- _Job 1_
Return verbatim everything in the listing below, from the line containing "First, the detection target: white building." down to the end of the listing.

◆ ◆ ◆

State of the Arts
Let it snow, let it snow, let it . . . turn into art? That’s the idea behind Barre’s Snow Sculpture Competition this Saturday, when 20 blocks of tamped-down snow — each 6 cubic feet — will be carved by individuals and teams, many from the local stone-carving community. The second annual event has attracted far more than the eight teams that participated last year, according to Sue Higby, executive director of Studio Place Arts , which, along with the Millstone Trails Association , is organizing the competition. From early morning until daylight’s end, Higby says, the sculptors will work their blocks at various locations around town.
Though cold temperatures are practically guaranteed, carving snow-that’s-not-quite-ice is a race against time. The snow, courtesy of Barre’s snowplow drivers, is bound to be of inconsistent quality, and it can melt, soften and settle. “In many respects,” says Higby, “snow sculpting is an adrenaline sport.” It certainly takes energy just to keep bodies warm and fingers from freezing. “And it’s not easy,” she adds. “You actually use a double-edged saw.”
Burlington’s Michael Nedell  could speak to all that — and no doubt did, at a workshop he held for sculptors last week. This Saturday Nedell — who has led Vermont’s team at the U.S. Snow Carving Competition  in Wisconsin — will also give a demonstration for the public, from 10:30 a.m. to noon.

◆ ◆ ◆

- _Job 2_
Retype everything in the snow sculpture article above from "Though cold temperatures" down to "a.m. to noon.", with no changes.

◆ ◆ ◆

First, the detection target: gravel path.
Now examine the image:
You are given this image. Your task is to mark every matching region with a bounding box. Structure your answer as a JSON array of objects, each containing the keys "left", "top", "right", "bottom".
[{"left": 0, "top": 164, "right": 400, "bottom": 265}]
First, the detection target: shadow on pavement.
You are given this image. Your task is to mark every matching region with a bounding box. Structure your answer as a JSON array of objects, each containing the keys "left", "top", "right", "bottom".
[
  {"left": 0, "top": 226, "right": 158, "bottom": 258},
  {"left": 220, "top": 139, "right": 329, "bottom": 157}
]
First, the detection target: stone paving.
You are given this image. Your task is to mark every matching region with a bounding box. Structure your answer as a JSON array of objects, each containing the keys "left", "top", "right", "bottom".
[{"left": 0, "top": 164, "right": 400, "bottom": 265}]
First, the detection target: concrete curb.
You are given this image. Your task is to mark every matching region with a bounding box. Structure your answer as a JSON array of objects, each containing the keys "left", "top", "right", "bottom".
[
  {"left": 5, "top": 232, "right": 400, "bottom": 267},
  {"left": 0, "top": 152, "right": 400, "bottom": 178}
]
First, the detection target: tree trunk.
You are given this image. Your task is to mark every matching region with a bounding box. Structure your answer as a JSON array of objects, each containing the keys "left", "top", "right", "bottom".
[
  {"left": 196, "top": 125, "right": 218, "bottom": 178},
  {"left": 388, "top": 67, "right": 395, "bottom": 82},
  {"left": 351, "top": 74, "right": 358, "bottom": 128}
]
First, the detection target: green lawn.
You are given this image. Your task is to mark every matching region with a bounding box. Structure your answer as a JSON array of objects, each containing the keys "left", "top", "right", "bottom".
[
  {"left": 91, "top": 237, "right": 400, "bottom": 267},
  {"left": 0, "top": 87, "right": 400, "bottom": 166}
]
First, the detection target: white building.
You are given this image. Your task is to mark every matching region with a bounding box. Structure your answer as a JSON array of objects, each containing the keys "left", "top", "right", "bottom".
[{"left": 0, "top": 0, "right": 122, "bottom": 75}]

◆ ◆ ◆

- _Expected output 1_
First, the detection target: white building.
You are given this image. Your task is to mark every matching region with a bounding box. Structure your answer as a JSON array of objects, each containing the keys "left", "top", "right", "bottom".
[{"left": 0, "top": 0, "right": 122, "bottom": 75}]

- _Expected output 2_
Though cold temperatures are practically guaranteed, carving snow-that’s-not-quite-ice is a race against time. The snow, courtesy of Barre’s snowplow drivers, is bound to be of inconsistent quality, and it can melt, soften and settle. “In many respects,” says Higby, “snow sculpting is an adrenaline sport.” It certainly takes energy just to keep bodies warm and fingers from freezing. “And it’s not easy,” she adds. “You actually use a double-edged saw.”
Burlington’s Michael Nedell  could speak to all that — and no doubt did, at a workshop he held for sculptors last week. This Saturday Nedell — who has led Vermont’s team at the U.S. Snow Carving Competition  in Wisconsin — will also give a demonstration for the public, from 10:30 a.m. to noon.